### ACTIVITY
In the entries below, find every line with "post" and copy it.

=-=-=-=-=

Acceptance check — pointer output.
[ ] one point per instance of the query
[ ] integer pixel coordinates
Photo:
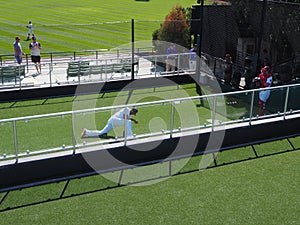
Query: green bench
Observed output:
(78, 68)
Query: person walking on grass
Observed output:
(18, 50)
(35, 48)
(266, 80)
(30, 30)
(120, 118)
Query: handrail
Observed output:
(171, 130)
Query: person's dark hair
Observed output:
(135, 110)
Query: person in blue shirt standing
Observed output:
(193, 57)
(30, 30)
(171, 58)
(18, 50)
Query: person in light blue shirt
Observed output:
(18, 50)
(120, 118)
(193, 57)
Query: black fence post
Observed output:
(132, 49)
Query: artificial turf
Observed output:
(259, 191)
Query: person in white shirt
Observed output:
(35, 48)
(120, 118)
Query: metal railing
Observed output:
(106, 67)
(60, 132)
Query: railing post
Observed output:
(16, 140)
(50, 74)
(172, 120)
(251, 107)
(125, 130)
(286, 101)
(214, 114)
(132, 49)
(73, 133)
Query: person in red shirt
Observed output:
(265, 82)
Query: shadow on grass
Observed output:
(95, 183)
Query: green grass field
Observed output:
(257, 191)
(81, 25)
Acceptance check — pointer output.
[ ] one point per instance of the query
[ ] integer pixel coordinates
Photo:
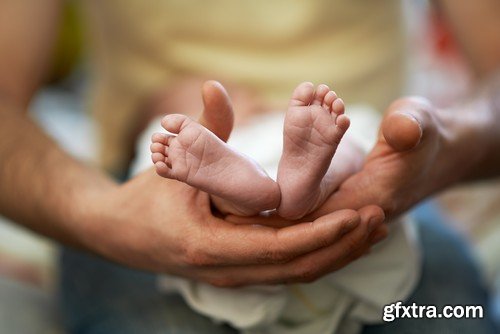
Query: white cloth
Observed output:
(340, 302)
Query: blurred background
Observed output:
(435, 71)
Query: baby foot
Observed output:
(194, 155)
(314, 126)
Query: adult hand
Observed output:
(169, 228)
(407, 164)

=-=-=-=-=

### ANSWER SECTION
Query: black fence post
Query: railing post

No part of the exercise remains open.